Instructions:
a – According to the cybersecurity article, why should AI and machine learning be adopted more broadly for routine security work? Answer in one to three sentences.
b – Please carry on the cybersecurity article from where it stops.

Page excerpt:
Segment Open

Especially as a result of the COVID pandemic, cybersecurity is becoming more and more important to our defense, economy, and personal safety. And recent estimates show that the gap is 4 million (!) people between the number of cybersecurity professionals needed and those available with the requisite skills and experience. And that number is likely LOW, as it was estimated before the COVID pandemic took hold.
How can we close that gap as quickly as possible? This article summarizes a 2-part strategy:
1. Adopt AI and Machine Learning technology more broadly for 'routine' security work. Most cyber attacks follow detectable patterns that an 'intelligent machine' can spot, and possibly neutralize on it's own with responses known to be effective. This would allow the human experts to focus on the truly unique attacks.
2. Bring in more veterans. This pool of talent already knows the importance of the mission of national defense can likely be quickly trained, and has experience in working together on similar issues.

Segment Closed

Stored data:
Segment Open

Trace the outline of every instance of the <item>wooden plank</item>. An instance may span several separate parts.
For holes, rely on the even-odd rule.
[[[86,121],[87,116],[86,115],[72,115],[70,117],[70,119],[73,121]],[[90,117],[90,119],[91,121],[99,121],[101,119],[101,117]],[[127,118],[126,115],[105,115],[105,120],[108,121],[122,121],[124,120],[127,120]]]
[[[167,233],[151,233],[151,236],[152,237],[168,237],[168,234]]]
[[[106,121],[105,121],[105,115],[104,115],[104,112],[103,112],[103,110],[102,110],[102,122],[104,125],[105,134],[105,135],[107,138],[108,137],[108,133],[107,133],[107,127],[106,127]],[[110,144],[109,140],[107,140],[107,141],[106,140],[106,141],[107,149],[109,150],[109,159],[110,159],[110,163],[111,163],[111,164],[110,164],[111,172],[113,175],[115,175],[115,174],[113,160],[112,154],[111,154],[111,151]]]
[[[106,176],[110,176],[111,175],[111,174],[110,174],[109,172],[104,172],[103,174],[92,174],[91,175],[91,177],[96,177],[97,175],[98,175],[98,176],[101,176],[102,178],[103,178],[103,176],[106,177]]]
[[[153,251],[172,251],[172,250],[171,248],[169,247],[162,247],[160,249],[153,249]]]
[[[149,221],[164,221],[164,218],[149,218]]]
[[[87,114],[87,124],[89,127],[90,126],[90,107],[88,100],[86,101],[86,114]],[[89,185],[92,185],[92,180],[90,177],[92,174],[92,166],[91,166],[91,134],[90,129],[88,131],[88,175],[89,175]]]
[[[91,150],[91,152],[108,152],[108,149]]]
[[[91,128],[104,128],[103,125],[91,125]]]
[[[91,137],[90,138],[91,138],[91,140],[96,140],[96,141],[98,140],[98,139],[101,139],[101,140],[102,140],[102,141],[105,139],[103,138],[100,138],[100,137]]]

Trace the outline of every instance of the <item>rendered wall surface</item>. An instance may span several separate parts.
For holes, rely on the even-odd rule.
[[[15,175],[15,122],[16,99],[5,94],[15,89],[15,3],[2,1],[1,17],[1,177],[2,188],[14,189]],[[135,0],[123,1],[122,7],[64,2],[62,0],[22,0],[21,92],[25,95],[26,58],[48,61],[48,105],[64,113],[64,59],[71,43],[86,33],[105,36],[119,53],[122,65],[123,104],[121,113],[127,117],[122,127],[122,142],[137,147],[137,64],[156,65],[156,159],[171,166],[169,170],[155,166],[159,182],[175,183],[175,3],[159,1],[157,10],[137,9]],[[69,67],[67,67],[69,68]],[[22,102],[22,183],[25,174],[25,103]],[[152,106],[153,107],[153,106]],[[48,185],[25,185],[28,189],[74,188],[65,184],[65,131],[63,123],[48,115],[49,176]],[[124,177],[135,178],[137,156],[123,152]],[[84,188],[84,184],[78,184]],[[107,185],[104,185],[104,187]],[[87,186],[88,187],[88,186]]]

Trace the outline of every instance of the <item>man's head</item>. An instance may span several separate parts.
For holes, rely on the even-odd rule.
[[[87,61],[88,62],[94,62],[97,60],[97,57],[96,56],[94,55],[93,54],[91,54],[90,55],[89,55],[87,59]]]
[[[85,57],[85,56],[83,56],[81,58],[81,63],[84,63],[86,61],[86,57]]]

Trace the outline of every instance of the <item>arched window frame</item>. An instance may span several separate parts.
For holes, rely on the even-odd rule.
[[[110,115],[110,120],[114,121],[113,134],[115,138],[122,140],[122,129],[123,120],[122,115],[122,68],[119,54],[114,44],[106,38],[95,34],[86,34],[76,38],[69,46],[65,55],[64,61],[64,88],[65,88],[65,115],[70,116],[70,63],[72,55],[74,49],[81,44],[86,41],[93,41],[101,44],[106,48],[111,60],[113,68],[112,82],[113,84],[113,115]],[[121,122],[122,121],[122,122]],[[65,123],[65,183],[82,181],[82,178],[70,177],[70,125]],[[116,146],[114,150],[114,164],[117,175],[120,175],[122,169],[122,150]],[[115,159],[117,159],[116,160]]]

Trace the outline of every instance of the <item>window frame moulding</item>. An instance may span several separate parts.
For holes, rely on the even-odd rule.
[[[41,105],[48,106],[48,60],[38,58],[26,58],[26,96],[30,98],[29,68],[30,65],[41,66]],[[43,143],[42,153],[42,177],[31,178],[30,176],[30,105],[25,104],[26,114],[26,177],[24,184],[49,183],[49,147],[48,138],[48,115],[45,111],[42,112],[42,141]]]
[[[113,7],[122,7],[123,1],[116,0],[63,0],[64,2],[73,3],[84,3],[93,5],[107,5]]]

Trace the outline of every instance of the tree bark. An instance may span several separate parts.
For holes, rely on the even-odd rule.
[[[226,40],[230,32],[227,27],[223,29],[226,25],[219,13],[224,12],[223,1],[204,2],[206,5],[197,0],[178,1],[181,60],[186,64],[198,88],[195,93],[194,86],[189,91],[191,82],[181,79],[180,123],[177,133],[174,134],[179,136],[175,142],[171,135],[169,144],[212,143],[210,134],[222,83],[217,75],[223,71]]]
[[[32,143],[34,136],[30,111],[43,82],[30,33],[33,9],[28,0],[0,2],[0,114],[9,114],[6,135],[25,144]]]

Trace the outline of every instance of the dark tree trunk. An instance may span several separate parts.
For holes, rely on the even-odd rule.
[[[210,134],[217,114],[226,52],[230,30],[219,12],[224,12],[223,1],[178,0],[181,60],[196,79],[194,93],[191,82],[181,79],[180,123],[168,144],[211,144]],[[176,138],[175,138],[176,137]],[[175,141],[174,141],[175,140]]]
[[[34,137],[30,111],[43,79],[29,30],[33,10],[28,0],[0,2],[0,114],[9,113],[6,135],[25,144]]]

Segment Closed

Task-by-task answers:
a – Most cyber attacks follow detectable patterns that an intelligent machine can spot and possibly neutralize on its own with responses known to be effective. That would let human experts focus on the truly unique attacks.

b –
As cybersecurity is obviously becoming more and more urgent for governments, businesses, and individuals, I think this strategy is worth considering and discussing more broadly for rapid adoption.
Most attacks are not invisible and undetectable — the attackers are able to rely on the fact that network defenders cannot be watching everywhere at all times, that even if they detect a potential attack it is difficult to determine a genuine threat from a benign anomaly, and that even if a malicious activity can be detected in progress it can be difficult to ascertain how to respond in real time.